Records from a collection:
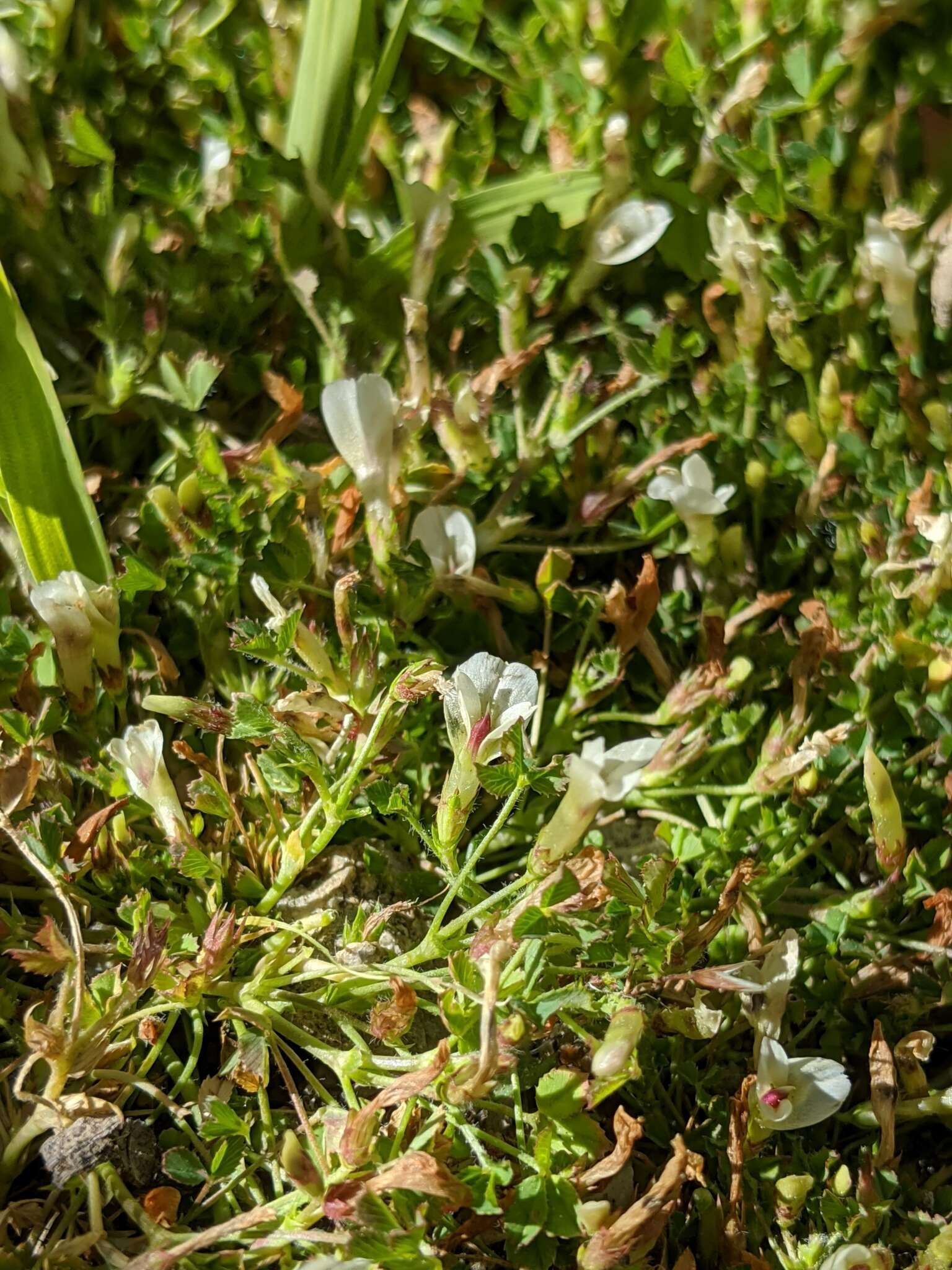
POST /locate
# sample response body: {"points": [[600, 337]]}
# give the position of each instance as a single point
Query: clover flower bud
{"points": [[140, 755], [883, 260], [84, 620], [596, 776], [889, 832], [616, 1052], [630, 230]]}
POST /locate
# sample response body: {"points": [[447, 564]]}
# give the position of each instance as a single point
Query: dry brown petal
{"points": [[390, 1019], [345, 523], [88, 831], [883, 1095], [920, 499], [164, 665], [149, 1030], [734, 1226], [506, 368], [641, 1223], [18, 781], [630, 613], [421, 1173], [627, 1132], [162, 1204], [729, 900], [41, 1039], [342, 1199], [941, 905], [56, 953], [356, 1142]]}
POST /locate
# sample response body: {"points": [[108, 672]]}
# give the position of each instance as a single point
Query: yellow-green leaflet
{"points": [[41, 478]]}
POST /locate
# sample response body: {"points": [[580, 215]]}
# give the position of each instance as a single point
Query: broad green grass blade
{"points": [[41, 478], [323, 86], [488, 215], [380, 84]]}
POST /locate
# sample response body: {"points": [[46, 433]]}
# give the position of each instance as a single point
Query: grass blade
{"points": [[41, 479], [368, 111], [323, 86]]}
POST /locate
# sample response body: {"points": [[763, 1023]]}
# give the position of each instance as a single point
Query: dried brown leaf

*PROBLEM DESCRIPTION:*
Copy each entry exactly as written. Images should not appear in the copy.

*RESULT:*
POST /locate
# sample response body: {"points": [[600, 337]]}
# give the position of each instance as a single point
Query: clover flower bud
{"points": [[140, 755], [883, 260], [84, 620], [596, 776], [889, 832], [616, 1052], [630, 230]]}
POST /locate
# sample response body: {"points": [[447, 564]]}
# give the position of each instance as a single point
Query: dry brown petal
{"points": [[390, 1019], [345, 523], [88, 831], [883, 1095], [920, 499], [164, 665], [149, 1030], [734, 1226], [506, 368], [641, 1223], [18, 781], [630, 613], [421, 1173], [627, 1132], [162, 1204], [729, 900], [41, 1039], [342, 1199], [941, 905], [56, 953], [356, 1142]]}
POST /locate
# sample response body: {"points": [[108, 672]]}
# give the position of each instance as a single point
Query: yellow-green leaflet
{"points": [[41, 478]]}
POST /locate
# sample response body: {"points": [[580, 215]]}
# give the position of each instance as a single point
Query: broad green grass blade
{"points": [[41, 478], [323, 86], [488, 215], [380, 84]]}
POST /locate
# sample response body: {"points": [[46, 433]]}
# give the position of each instance as a single point
Query: grass blade
{"points": [[41, 479], [368, 111], [323, 86]]}
POST /locate
# sample response body: {"points": [[763, 1023]]}
# give the position of each instance as a single point
Query: dried brown leaf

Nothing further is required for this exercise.